**Problem description**. Extend the passage on how metal ions interact with peptides and proteins, starting after its final sentence.

**Document passage**.
◆ ◆ ◆
Sensing metal ions-peptide and protein interfacial interactions

Metal ions play an important role in vital biochemical processes in the human body, interacting with peptides and proteins. It is known that too low as well as too high concentrations of metal ions can cause various health problems, damaging kidneys, bones, and/or the liver. The imbalance of metal ions is also associated with the development of neurodegenerative diseases, such as Alzheimer's and Parkinson's. Therefore, monitoring concentrations of metal ions and understanding their complexation mechanisms with peptides and proteins opens possibilities for early diagnosis and eventually for the development of a cure.
◆ ◆ ◆
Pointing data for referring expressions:
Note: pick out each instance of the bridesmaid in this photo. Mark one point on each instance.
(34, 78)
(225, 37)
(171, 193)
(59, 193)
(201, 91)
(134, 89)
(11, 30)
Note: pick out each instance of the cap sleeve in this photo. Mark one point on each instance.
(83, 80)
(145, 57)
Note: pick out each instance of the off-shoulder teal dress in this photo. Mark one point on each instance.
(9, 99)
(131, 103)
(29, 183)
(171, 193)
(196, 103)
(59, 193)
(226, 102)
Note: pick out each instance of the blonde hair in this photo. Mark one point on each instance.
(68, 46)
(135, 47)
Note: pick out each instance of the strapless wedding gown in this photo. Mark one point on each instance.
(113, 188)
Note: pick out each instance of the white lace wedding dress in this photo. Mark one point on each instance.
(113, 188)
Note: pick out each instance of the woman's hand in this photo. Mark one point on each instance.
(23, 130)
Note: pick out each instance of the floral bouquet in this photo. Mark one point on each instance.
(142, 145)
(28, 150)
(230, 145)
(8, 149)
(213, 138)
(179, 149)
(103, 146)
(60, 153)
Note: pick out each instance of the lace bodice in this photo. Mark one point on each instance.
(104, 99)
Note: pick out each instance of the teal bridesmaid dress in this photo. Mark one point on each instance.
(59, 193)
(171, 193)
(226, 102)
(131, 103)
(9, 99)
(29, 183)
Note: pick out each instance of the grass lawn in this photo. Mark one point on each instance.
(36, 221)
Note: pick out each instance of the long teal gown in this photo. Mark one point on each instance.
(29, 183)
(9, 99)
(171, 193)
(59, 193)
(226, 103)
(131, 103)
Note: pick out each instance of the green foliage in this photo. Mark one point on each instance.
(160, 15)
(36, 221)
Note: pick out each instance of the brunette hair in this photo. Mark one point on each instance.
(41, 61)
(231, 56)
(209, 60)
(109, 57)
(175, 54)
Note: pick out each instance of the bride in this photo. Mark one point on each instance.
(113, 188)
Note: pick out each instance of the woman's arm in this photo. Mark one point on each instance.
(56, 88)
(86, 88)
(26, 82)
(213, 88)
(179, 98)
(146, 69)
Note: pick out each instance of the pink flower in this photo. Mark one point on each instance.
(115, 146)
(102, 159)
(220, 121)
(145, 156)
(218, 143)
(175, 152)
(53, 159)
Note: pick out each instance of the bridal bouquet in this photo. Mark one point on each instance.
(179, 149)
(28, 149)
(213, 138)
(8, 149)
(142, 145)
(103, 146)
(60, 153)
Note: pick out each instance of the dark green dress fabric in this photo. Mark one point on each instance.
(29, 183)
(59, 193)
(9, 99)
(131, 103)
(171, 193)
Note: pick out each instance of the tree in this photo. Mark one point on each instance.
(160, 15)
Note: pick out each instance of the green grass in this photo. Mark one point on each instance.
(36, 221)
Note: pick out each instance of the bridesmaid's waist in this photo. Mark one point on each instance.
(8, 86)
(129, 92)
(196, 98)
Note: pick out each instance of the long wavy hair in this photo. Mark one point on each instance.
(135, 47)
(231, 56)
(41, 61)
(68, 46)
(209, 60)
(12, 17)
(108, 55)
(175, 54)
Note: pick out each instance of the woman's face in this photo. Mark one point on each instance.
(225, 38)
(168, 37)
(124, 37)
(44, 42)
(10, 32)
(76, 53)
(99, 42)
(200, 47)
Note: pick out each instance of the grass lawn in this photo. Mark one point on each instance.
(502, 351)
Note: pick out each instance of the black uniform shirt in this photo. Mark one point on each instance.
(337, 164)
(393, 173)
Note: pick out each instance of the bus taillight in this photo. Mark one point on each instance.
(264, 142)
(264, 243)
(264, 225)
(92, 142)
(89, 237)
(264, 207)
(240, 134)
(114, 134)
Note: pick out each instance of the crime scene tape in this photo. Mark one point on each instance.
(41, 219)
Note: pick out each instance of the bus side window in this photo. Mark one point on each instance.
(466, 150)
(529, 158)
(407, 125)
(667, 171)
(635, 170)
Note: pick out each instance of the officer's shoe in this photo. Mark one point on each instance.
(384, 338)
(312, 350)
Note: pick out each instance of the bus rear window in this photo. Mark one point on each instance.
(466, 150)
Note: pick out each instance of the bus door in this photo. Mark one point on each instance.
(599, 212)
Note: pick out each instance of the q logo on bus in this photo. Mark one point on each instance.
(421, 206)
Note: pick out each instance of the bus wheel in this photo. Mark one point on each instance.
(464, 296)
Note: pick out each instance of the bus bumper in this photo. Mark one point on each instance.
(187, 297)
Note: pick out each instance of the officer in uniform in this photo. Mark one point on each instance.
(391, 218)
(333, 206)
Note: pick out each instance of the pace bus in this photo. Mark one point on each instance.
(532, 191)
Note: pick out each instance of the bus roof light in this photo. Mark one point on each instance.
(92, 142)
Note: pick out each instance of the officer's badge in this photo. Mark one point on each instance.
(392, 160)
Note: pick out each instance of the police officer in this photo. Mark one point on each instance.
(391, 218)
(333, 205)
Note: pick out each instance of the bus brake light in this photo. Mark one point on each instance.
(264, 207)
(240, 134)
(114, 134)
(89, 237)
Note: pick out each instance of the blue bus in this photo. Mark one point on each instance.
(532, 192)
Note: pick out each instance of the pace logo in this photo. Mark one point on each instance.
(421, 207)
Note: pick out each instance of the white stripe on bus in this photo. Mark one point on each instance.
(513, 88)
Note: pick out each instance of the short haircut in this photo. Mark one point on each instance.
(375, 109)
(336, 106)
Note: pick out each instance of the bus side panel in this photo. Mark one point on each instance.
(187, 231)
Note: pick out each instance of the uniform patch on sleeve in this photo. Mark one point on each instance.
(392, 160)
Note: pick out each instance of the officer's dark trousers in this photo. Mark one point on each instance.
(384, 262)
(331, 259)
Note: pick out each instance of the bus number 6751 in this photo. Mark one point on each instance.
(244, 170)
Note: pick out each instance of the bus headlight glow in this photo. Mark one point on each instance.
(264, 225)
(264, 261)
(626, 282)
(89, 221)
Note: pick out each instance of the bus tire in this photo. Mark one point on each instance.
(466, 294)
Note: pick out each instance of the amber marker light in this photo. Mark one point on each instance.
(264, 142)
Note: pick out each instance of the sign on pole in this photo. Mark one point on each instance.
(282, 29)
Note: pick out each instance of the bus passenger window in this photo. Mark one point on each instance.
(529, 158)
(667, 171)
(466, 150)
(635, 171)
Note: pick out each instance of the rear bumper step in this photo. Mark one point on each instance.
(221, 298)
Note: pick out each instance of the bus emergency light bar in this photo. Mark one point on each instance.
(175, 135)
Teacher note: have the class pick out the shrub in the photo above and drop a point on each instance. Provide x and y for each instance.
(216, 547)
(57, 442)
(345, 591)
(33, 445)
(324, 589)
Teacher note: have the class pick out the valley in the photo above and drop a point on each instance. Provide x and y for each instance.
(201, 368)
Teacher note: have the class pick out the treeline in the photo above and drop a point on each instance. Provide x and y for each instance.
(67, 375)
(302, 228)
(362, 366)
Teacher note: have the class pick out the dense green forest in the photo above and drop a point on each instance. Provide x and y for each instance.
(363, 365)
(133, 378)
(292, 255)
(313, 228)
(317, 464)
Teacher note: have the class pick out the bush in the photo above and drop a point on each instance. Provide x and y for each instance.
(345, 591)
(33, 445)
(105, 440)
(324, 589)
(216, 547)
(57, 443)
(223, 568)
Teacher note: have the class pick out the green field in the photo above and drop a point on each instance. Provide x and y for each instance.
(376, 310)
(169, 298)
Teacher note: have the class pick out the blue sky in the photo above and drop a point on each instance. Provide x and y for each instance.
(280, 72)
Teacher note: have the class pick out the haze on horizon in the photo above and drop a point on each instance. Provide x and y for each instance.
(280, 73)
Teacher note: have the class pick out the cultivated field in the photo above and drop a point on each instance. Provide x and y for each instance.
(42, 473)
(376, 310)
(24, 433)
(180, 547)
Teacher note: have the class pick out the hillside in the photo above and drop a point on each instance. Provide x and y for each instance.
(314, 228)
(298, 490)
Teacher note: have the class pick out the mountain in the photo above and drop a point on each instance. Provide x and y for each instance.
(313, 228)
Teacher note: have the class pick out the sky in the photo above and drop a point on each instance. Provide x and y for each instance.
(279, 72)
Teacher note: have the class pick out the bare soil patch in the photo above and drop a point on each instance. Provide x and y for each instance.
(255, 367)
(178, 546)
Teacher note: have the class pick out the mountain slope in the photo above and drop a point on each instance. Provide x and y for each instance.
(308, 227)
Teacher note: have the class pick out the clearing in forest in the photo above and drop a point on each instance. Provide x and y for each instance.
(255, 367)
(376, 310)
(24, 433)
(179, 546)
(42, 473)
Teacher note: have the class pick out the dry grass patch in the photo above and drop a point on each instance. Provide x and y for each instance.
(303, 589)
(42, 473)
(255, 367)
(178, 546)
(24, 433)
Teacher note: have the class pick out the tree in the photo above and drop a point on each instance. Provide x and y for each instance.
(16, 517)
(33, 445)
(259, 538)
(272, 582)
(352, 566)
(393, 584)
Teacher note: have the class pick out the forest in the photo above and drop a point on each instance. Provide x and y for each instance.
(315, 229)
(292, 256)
◆ ◆ ◆
**Exercise answer**.
In this work, we first demonstrate how peptides glycyl-glycyl-histidine (GGH) and Oxytocin (OT) can help for the selective detection of metal ions in potentiometric sensing devices. The GGH peptide selectively binds Cu2+ ions, and we investigate in detail the effects of environmental conditions such as electrolyte solution, pH, and the concentration range on the performance of the device. Then, we use the larger peptide OT, which is selective for Cu2+ and Zn2+ ions, for the detection and differentiation of the binding of these two ions in a solution. Finally, we combine atomic force microscopy (AFM), Raman spectroscopy, and molecular dynamic (MD) simulations to characterize the aggregation pathway of alpha-synuclein (αSyn), a protein that plays a key role in the pathogenesis of Parkinson's disease. We found that the presence of Cu2+ ions facilitates the aggregation process. Our measurements were conducted with the purest form of protein in buffer conditions, which can help to understand the aggregation processes happening in the brain in the future by correlating the results with clinical data from patients, obtained from cerebrospinal fluid (CSF) or blood.